It sounds sentimental but there’s something about the games that anchors memory, even if you were a child with no particular interest in sport. (For me it was the pageantry of the Opening and Closing Ceremonies, those strange hours-long events full of weird, enormous costumes and abridged world histories enacted with such daggy sincerity). The Olympics were a big deal! In retrospect it seemed like that was all people talked about for the two weeks it was on. If the first games that you remember was Sydney in 2000, then it probably holds even greater resonance.

Television has always been an intimate experience and one that’s connected to family. You can imagine (or might even remember) families gathering together and watching the Olympics or Princess Diana’s funeral. There’s a reason why these events are among the highest rated in Australian TV history.

It might surprise you to hear that the Rio Olympics starts this weekend — tomorrow in fact. Aside from hearing horrific reports of pollution, muggings and accommodation that makes backpacker hostels look glam, there doesn’t seem to be the same fanfare or gold and green fervour as there has been in the lead up to previous games. Most people don’t even know what events are meant to be the highlights (i.e. which events we’ll probably win).

This isn’t a case of the Olympics only finding a rapt audience in keen children, or the Australian team being less capable than previous games. So, where did all that enthusiasm go? Why don’t people seem to care about the Olympics as much as they used to?
_ _ _ _ _
* [EXERCISES TO COMPLETE]
1. In the Olympics passage, what part of the games did the writer enjoy as a child?
2. Copy the Olympics passage word for word, from "It sounds sentimental" up to and including "Australian TV history.".
The rows that come after this have nothing to do with anything here.

* [LISTED RECORDS]
_ _ _ _ _
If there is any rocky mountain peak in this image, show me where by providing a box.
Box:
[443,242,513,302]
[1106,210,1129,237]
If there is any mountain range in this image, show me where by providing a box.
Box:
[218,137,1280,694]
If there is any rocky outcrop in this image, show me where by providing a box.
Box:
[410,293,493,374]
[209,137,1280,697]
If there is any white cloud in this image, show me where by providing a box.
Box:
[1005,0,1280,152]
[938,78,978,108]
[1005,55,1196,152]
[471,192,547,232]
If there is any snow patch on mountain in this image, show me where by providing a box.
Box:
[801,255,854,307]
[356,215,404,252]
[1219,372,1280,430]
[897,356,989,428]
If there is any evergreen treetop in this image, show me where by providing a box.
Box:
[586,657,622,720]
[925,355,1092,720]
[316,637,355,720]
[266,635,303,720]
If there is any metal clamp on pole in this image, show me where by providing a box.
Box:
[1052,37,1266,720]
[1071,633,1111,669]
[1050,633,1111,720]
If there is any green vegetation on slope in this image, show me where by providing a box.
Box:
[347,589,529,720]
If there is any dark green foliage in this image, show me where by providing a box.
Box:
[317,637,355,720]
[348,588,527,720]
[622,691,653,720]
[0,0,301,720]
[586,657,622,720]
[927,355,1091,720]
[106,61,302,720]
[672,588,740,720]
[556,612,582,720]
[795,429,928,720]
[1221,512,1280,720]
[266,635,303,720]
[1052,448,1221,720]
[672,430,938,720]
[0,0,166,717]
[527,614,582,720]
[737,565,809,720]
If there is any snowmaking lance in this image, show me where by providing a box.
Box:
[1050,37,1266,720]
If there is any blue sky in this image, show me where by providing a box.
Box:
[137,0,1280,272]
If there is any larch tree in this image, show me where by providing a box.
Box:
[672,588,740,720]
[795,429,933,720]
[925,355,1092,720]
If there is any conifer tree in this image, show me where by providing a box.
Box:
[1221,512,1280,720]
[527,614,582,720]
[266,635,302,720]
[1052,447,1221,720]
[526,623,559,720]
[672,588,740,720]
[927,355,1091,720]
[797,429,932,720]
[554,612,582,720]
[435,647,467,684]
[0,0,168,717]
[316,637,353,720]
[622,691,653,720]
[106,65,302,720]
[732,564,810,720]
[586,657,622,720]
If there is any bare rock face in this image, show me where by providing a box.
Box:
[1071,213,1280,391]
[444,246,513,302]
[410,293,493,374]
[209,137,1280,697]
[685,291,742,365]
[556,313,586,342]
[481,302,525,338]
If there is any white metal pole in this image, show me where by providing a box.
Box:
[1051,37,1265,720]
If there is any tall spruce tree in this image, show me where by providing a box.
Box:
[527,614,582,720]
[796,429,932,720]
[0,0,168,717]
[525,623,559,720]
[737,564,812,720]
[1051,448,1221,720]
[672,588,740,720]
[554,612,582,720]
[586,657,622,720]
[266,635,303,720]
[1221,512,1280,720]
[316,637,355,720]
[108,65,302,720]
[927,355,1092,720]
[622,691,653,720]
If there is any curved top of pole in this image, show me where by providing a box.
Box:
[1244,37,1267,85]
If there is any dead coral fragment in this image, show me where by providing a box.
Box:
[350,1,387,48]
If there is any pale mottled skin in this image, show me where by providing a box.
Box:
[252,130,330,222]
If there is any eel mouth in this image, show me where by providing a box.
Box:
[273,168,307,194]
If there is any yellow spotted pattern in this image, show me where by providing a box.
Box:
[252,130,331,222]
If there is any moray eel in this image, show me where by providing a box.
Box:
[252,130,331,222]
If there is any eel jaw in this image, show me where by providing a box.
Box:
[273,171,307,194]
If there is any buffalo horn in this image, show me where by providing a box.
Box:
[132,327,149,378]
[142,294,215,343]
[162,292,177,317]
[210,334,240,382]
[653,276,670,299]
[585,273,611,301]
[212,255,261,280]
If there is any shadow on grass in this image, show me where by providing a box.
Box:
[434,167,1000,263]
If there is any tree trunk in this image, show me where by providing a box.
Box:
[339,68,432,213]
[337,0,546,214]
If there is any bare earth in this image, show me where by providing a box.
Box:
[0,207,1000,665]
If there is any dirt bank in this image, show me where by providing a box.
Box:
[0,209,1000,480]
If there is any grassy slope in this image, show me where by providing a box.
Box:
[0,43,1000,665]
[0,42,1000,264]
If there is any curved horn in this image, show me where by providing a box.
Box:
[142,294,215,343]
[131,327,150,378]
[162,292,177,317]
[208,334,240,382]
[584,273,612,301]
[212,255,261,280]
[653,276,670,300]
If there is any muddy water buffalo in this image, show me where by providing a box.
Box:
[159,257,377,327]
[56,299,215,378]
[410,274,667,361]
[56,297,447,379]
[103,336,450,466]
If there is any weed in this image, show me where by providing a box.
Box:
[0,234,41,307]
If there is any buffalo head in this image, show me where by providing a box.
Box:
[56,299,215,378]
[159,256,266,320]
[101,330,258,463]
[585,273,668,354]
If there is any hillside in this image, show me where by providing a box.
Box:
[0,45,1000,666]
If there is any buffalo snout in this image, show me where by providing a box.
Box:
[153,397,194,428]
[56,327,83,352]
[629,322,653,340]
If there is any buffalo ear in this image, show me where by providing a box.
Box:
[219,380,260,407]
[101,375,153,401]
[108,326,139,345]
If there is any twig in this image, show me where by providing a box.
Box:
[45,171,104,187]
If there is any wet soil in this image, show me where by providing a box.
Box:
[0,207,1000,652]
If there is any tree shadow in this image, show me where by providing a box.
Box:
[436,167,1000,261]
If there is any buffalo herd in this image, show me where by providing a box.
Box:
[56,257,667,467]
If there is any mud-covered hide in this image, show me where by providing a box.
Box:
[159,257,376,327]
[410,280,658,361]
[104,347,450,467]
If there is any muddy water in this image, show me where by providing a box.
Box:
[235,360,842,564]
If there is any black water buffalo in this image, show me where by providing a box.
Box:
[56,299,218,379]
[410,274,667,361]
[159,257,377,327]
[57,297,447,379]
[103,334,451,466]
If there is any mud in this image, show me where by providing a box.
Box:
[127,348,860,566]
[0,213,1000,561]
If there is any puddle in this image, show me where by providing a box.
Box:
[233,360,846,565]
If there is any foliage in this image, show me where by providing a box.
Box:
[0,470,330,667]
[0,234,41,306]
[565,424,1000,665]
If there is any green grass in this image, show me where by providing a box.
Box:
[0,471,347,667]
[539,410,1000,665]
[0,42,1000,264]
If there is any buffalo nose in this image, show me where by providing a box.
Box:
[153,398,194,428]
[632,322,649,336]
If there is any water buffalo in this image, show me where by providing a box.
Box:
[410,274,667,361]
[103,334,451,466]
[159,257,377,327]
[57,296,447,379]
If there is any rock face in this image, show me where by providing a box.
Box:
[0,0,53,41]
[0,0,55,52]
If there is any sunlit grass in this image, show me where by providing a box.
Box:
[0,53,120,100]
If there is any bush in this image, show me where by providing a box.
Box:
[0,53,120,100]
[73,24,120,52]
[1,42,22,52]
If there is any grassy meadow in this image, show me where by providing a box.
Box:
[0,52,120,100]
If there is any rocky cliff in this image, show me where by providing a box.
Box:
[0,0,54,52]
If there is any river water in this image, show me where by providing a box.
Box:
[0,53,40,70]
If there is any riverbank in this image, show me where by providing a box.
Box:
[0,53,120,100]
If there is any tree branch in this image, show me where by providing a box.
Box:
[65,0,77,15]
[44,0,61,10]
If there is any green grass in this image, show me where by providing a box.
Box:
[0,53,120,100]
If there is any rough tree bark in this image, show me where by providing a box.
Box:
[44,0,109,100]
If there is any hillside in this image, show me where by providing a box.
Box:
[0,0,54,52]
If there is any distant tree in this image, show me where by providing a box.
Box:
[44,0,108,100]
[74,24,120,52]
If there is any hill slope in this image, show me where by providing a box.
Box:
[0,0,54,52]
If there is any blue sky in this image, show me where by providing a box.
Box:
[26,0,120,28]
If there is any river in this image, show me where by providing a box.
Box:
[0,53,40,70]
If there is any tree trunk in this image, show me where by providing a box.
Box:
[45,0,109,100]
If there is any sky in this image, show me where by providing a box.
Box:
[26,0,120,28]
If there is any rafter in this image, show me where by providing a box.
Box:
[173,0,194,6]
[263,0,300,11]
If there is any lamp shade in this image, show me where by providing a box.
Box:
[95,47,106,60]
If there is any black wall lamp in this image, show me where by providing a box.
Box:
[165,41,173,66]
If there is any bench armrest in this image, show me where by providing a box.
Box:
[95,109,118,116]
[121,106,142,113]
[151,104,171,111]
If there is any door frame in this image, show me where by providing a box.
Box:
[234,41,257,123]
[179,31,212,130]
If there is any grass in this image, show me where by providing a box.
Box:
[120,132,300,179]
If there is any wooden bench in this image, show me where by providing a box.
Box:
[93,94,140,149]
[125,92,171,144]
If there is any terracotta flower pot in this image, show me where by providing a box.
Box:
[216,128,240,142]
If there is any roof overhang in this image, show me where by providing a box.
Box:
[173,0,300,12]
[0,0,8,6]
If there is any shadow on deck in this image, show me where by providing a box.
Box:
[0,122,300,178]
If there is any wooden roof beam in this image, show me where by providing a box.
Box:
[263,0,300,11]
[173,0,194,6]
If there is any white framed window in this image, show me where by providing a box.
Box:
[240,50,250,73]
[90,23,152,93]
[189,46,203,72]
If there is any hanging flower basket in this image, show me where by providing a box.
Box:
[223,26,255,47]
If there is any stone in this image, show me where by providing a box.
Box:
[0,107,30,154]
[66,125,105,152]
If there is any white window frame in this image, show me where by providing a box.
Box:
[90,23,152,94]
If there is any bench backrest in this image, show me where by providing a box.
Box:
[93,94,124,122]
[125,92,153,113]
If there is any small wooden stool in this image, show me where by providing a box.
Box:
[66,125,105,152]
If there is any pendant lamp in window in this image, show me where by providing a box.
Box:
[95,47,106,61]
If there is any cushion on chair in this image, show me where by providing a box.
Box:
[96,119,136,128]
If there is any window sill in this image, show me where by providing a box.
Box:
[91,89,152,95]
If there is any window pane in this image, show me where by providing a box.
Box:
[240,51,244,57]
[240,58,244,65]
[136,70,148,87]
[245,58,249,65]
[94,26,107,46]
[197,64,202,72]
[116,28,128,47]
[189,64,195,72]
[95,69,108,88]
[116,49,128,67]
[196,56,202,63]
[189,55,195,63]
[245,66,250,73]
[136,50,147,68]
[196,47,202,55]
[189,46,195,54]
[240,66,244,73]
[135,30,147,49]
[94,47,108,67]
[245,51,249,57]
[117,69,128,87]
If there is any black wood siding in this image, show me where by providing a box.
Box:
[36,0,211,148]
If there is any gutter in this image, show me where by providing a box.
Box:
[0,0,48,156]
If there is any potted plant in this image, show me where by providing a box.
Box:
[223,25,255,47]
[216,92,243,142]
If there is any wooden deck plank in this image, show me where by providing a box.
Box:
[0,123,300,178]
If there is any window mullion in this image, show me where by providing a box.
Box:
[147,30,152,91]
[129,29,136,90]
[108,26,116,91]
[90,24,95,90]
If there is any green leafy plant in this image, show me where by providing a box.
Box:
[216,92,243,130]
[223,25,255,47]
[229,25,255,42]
_ _ _ _ _
* [ANSWERS BY TASK]
1. The pageantry of the Opening and Closing Ceremonies.

2.
It sounds sentimental but there’s something about the games that anchors memory, even if you were a child with no particular interest in sport. (For me it was the pageantry of the Opening and Closing Ceremonies, those strange hours-long events full of weird, enormous costumes and abridged world histories enacted with such daggy sincerity). The Olympics were a big deal! In retrospect it seemed like that was all people talked about for the two weeks it was on. If the first games that you remember was Sydney in 2000, then it probably holds even greater resonance.

Television has always been an intimate experience and one that’s connected to family. You can imagine (or might even remember) families gathering together and watching the Olympics or Princess Diana’s funeral. There’s a reason why these events are among the highest rated in Australian TV history.